▶ Aim: Retype every line of the entries below exactly as they appear.

▶ The data:
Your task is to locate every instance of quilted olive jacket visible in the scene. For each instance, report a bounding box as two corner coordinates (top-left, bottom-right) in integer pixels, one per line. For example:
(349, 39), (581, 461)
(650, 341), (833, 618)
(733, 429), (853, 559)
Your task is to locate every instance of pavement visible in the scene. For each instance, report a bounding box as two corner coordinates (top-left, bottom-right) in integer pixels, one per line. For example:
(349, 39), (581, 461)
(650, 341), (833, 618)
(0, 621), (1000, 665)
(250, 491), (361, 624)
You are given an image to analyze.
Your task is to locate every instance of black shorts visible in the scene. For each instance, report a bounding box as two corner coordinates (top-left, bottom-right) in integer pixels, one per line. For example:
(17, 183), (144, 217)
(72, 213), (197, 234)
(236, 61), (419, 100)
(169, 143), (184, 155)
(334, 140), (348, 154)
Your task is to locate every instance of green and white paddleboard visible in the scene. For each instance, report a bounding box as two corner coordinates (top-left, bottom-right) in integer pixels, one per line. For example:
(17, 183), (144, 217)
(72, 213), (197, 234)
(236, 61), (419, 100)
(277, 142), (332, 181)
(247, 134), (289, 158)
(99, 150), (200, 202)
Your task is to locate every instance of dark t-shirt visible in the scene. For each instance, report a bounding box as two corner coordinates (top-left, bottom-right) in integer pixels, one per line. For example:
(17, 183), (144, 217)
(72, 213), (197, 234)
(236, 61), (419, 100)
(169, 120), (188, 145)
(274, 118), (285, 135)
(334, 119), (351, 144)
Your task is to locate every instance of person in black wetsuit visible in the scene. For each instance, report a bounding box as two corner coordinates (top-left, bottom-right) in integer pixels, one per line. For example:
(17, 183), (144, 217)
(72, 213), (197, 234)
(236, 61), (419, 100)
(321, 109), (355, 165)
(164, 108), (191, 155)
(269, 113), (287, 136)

▶ Full answer:
Your task is to locate every instance of quilted olive jacket visible in the scene. For each instance, report a bounding box as two corner coordinates (top-left, bottom-right) in integer pixels, one per line. For example:
(349, 39), (581, 461)
(650, 341), (833, 618)
(733, 429), (853, 559)
Your task is to locate every instance of pavement visible in the scene. For each instance, report a bounding box as two corner coordinates (top-left, bottom-right) in integer pixels, one per line. For example:
(349, 39), (581, 461)
(650, 341), (833, 618)
(0, 621), (1000, 665)
(250, 491), (361, 624)
You are given an image to analyze.
Your task is to locate every instance of black shorts visible in the scene. For each instance, report a bounding box as two corner coordinates (top-left, bottom-right) in integer pixels, one per line. For example:
(17, 183), (144, 217)
(72, 213), (197, 234)
(236, 61), (419, 100)
(169, 143), (184, 155)
(334, 140), (348, 154)
Your task is to locate every instance of green and white paddleboard visible in the scene. For each instance, report a bounding box as two corner coordinates (top-left, bottom-right) in integer pixels, one per line. For example:
(17, 183), (144, 217)
(72, 213), (197, 234)
(236, 61), (419, 100)
(277, 142), (332, 181)
(247, 134), (289, 158)
(99, 150), (200, 202)
Your task is to locate every instance of dark t-shirt visible in the scene. For each instance, report a bounding box as two corner coordinates (top-left, bottom-right) in integer pixels, one per line. For example:
(17, 183), (144, 217)
(72, 213), (197, 234)
(236, 61), (419, 100)
(169, 120), (188, 145)
(274, 118), (285, 135)
(334, 119), (351, 144)
Your task is to locate every instance of person in black wetsuit visible in the scene. For each instance, report a bounding box as two corner coordinates (top-left, bottom-right) in integer pixels, one per line. For example:
(17, 183), (144, 217)
(72, 213), (197, 234)
(236, 61), (419, 100)
(321, 109), (355, 165)
(164, 108), (191, 155)
(269, 113), (287, 136)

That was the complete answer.